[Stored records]
________________________

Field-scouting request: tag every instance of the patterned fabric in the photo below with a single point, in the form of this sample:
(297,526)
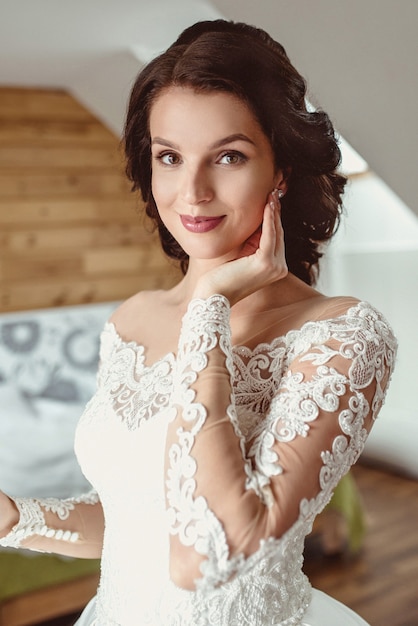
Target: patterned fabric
(200,464)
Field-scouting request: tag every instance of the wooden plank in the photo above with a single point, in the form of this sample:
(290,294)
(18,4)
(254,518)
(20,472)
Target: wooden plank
(77,182)
(16,103)
(18,213)
(34,131)
(53,157)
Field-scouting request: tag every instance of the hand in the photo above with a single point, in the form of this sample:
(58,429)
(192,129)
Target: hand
(9,515)
(261,261)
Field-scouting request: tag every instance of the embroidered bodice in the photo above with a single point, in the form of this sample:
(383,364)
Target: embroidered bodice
(212,463)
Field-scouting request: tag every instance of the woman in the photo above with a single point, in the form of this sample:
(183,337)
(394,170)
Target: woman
(228,407)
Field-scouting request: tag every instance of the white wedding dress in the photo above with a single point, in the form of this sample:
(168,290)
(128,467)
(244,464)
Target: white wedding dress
(219,457)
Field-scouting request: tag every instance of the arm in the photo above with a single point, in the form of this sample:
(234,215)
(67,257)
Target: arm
(72,527)
(224,499)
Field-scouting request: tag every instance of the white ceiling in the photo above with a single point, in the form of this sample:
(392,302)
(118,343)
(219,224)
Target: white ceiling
(359,57)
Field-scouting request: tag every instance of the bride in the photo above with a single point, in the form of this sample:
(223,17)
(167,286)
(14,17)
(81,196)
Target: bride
(228,407)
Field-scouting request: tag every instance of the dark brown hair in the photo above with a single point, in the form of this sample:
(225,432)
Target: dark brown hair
(245,61)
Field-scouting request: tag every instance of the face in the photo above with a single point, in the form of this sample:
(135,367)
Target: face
(212,170)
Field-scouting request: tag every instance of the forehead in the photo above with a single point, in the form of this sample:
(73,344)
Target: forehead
(182,110)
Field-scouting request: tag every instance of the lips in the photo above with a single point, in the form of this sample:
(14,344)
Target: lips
(200,224)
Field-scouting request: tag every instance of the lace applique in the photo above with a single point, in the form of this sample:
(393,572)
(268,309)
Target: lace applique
(135,392)
(32,518)
(298,402)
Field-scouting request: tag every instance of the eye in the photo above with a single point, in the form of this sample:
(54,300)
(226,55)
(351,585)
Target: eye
(232,158)
(168,158)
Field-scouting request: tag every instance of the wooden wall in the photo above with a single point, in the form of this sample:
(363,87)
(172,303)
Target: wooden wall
(70,229)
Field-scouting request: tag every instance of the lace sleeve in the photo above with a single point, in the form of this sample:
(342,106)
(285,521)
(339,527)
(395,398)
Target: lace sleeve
(225,494)
(70,526)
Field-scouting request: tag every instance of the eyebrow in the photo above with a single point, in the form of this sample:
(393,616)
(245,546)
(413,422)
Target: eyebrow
(218,144)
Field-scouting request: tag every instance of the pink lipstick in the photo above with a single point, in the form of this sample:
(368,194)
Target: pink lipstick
(200,224)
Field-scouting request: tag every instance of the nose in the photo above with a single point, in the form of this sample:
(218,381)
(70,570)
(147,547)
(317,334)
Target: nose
(196,186)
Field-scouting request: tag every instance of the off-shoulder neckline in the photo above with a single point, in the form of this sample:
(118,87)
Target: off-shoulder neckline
(239,349)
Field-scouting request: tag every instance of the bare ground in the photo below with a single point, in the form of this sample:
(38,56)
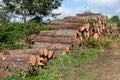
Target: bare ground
(104,67)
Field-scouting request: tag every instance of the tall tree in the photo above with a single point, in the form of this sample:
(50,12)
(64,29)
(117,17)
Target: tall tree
(4,18)
(31,8)
(116,21)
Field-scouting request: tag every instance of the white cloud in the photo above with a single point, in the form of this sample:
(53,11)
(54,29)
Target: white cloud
(104,3)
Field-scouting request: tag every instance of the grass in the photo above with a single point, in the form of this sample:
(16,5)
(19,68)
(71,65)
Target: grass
(67,67)
(60,67)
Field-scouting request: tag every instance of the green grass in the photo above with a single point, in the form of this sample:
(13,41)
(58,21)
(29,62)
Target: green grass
(61,66)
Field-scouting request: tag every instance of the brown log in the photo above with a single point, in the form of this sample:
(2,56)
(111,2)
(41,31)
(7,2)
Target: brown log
(60,33)
(82,28)
(45,51)
(74,26)
(96,36)
(16,57)
(12,64)
(56,53)
(50,54)
(63,40)
(52,46)
(40,52)
(87,26)
(32,60)
(40,60)
(25,51)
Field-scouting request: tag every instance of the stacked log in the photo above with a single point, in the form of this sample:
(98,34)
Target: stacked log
(63,36)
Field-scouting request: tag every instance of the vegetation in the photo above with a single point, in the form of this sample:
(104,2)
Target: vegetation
(114,21)
(12,32)
(31,8)
(4,18)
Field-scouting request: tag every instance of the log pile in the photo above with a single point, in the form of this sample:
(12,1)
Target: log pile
(63,35)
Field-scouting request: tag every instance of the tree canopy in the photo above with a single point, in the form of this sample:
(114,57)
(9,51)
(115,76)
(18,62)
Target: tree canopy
(31,8)
(4,18)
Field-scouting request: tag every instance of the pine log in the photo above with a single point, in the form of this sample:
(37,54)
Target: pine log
(74,26)
(50,54)
(63,40)
(16,57)
(25,51)
(52,46)
(96,36)
(32,60)
(40,60)
(12,64)
(45,52)
(56,53)
(60,33)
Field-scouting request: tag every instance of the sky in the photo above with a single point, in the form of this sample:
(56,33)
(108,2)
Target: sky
(72,7)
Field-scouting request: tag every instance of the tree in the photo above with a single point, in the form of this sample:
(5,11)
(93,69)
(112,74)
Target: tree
(115,20)
(4,18)
(31,8)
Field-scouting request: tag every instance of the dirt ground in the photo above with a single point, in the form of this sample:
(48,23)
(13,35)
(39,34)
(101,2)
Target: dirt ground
(107,65)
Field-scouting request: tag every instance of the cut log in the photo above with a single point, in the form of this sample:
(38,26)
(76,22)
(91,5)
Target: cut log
(82,28)
(96,36)
(56,53)
(62,40)
(12,64)
(50,54)
(40,60)
(24,51)
(41,52)
(45,51)
(60,33)
(16,58)
(32,60)
(65,25)
(74,19)
(52,46)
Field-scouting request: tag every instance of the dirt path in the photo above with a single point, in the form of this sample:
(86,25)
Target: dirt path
(108,64)
(104,67)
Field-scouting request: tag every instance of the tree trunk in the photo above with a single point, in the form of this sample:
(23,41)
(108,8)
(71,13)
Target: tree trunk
(52,46)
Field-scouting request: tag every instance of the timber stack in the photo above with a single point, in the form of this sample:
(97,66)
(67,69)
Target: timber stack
(63,36)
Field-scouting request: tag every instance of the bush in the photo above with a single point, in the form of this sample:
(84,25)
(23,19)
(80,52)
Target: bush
(11,32)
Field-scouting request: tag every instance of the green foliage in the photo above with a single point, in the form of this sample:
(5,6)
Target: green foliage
(12,32)
(113,21)
(28,8)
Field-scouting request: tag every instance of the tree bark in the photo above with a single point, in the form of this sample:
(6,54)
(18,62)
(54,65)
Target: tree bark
(60,33)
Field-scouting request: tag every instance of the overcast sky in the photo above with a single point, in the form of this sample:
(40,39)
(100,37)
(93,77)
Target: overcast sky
(72,7)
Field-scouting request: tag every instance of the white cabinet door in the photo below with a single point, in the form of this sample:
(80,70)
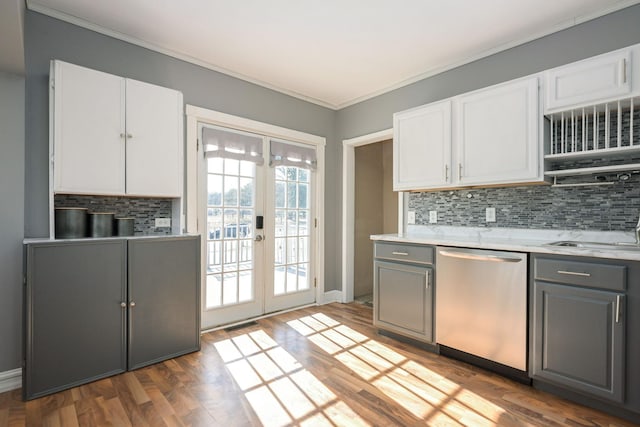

________________________

**Work instruction:**
In the copy, include each entry exactly as written and none of the pictures.

**Answer below:**
Field-scouting request: tag every instance of the patterned fabric in the photo below with a single point, in the form of this sample:
(297,526)
Target: patterned fabric
(200,464)
Field-scouting request: tag every instance of the wooden plank in the photo above with a single point, in the form of this sample:
(290,294)
(18,4)
(254,518)
(20,472)
Target: wooden plank
(77,182)
(16,103)
(18,213)
(34,131)
(53,157)
Field-scouting request: tag every instance of the hand in the photo above with a single point, in the form of this sample:
(58,429)
(192,129)
Target: hand
(9,515)
(261,261)
Field-scouting request: tag every instance of the embroidered bodice in the photo above with a single point, in the form of this sample:
(383,364)
Target: embroidered bodice
(212,463)
Field-scouting request: tag every instance of the woman in the photo above with a single point, in the form of this sample:
(183,337)
(394,170)
Target: woman
(228,407)
Field-scouting request: tag every instance of the white wedding dress in the photo above with a single point, in the form of this sample:
(168,290)
(128,467)
(244,464)
Target: white wedding dress
(219,457)
Field-scouting request: tag every instance of the arm in the photo above with a single point, in the form of this sample:
(234,215)
(67,257)
Target: arm
(72,527)
(224,499)
Field-scouting request: tag every instance of the white ceiling in the photo above with a single point, in the form of this sample:
(392,302)
(118,343)
(219,224)
Target: white ceiling
(359,57)
Field-scouting request: tag every instance of the bride in the photo above with a single point, in the form of this sample:
(223,17)
(167,286)
(14,17)
(81,196)
Target: bride
(228,407)
Field-scouting request: tag every instance of the dark brown hair in the photo above with a single point, in the form of this sample:
(225,432)
Target: dark brown hair
(245,61)
Field-scouting request: tag every instance of the face in the photo above with a single point, in the form of this sample:
(135,367)
Target: face
(212,170)
Field-scouting request: tag every instance of the forehead in the photo above with a single point, in the form of this sample:
(73,344)
Target: forehead
(182,110)
Field-scouting request: tag every instance of the lips in the photo above with a single point, in the form of this sample:
(14,344)
Target: lips
(200,224)
Field-scouting request: tag every instance of the lace applique in the photo above with a single point, in the form of this sample:
(393,572)
(268,309)
Target: lace applique
(135,392)
(32,518)
(298,402)
Field-scouting request: tag every instance of the eye in the photo above with a single point, in the form of this sample:
(54,300)
(226,55)
(351,585)
Target: eye
(232,158)
(168,158)
Field-scouting request: tag every instance of the wooden wall in the photo above with a single point, in the form of this sample:
(363,87)
(172,303)
Target: wooden wall
(70,229)
Field-scouting request: tag every instance of the lace sleeve in the photo above with a single point, in the form of this sample:
(342,106)
(285,521)
(339,527)
(395,398)
Target: lace sleeve
(225,494)
(70,526)
Field-scouting request: tag every instance of the eyebrow in the photo above with a single point, in the form of this sample:
(393,616)
(245,546)
(413,422)
Target: eyebrow
(218,144)
Field-scouting request: tag every instance of the pink lipstick in the photo above with a single point, in the form of this sample:
(368,194)
Target: pink lipstick
(200,224)
Field-scouting request: tag every instance of the nose in the photo above with a single point, in the form of this sample:
(218,381)
(70,570)
(147,547)
(317,334)
Target: nose
(196,186)
Field-scouting request: tag every instance of the off-shoulder neckline in the photo above with a single point, in the form of this sample:
(118,87)
Target: off-shoulder neckline
(239,349)
Field-scouting request: tag every instance of the bare ground in the photo below with a single point, in the form of this sample:
(38,56)
Target: bare ground
(104,67)
Field-scouting request: tag every instance of the tall tree in the photo above with a single point, in the form of this sample:
(50,12)
(64,29)
(117,17)
Target: tall tree
(4,18)
(31,8)
(116,21)
Field-scouting request: tag every instance of the white cloud in the photo above with a single point, in the form of this sample:
(53,11)
(54,29)
Target: white cloud
(104,3)
Field-scouting request: tag every instance of the grass in the photo above with a single point, in the form of this sample:
(16,5)
(19,68)
(71,65)
Target: grass
(67,67)
(60,67)
Field-scouting request: tag every instance of the green grass in the photo above with a single point, in the form of this sample:
(13,41)
(58,21)
(29,62)
Target: green grass
(61,66)
Field-scouting request: tag every instance of the brown log in the photo above with a single point, in the form of this sample:
(2,56)
(111,2)
(41,31)
(7,2)
Target: brown log
(60,33)
(82,28)
(45,51)
(74,26)
(96,36)
(16,57)
(12,64)
(56,53)
(50,54)
(63,40)
(52,46)
(40,52)
(87,26)
(32,60)
(40,60)
(25,51)
Field-scouting request: tag every instance of the stacked log in the photo above with a single point, in the form of this sample:
(98,34)
Target: stacked log
(63,36)
Field-scouting request: tag every instance of the vegetation in the photo above with a single point, in the form of this sample:
(104,2)
Target: vegetation
(114,21)
(12,32)
(31,8)
(4,18)
Field-scouting request: tag every instance of the log pile in the photo above with a single point, in the form of this sample:
(12,1)
Target: log pile
(63,35)
Field-scouting request: tag every instance of the tree canopy in the photo above with a single point, in the form of this sample:
(114,57)
(9,51)
(115,76)
(18,62)
Target: tree canopy
(31,8)
(4,18)
Field-scouting request: tag every instance of the pine log in the photo above with a single point, in the form of this sample:
(37,54)
Target: pine log
(74,26)
(50,54)
(63,40)
(16,57)
(25,51)
(52,46)
(96,36)
(32,60)
(40,60)
(12,64)
(45,52)
(56,53)
(60,33)
Field-scouting request: tag every instance of the sky in the photo above with a single point, in the form of this sample:
(56,33)
(108,2)
Target: sky
(72,7)
Field-scouting request: tag every instance of the tree in the photo above with a single point, in the form of this sample:
(5,11)
(93,69)
(112,74)
Target: tree
(115,20)
(4,18)
(31,8)
Field-scouting request: tag every instance of the dirt ground in the photo above with a single point, in the form of this sample:
(48,23)
(13,35)
(39,34)
(101,2)
Target: dirt ground
(107,65)
Field-scouting request: tag every instance of the cut log in the photo above with a single point, in the form of this sample:
(38,26)
(76,22)
(91,5)
Target: cut log
(82,28)
(96,36)
(56,53)
(62,40)
(12,64)
(50,54)
(40,60)
(24,51)
(41,52)
(45,51)
(60,33)
(16,58)
(32,60)
(65,25)
(74,19)
(52,46)
Field-scouting request: tag every instance of the dirt path in the photo above with a single point, in the form of this sample:
(86,25)
Target: dirt path
(108,64)
(104,67)
Field-scouting request: tag every instance of the tree trunk in the photo above with a single point, in the form of this sample:
(23,41)
(108,8)
(71,13)
Target: tree trunk
(52,46)
Field-scouting request: tag every instance of the timber stack in the photo above with a single point, in the form of this sample:
(97,66)
(67,69)
Target: timber stack
(63,36)
Field-scouting request: tag every instance of the bush in the photo above with a single point, in the form of this sample:
(84,25)
(23,19)
(80,52)
Target: bush
(11,32)
Field-scouting request: tag every instance of the green foliage in the photo above with a single point, in the form of this sample:
(5,6)
Target: green foliage
(12,32)
(113,21)
(28,8)
Field-scouting request: tag every instance of the tree bark in the photo above with a single point, in the form of this sample:
(6,54)
(18,62)
(54,65)
Target: tree bark
(60,33)
Field-scouting request: tag every instance of the overcast sky in the photo above with a single point, in the form of this sample:
(40,39)
(100,37)
(93,77)
Target: overcast sky
(72,7)
Field-scouting request: tag every instance of the white cabinet door in the photo below with a single point, in the form of this sample:
(80,70)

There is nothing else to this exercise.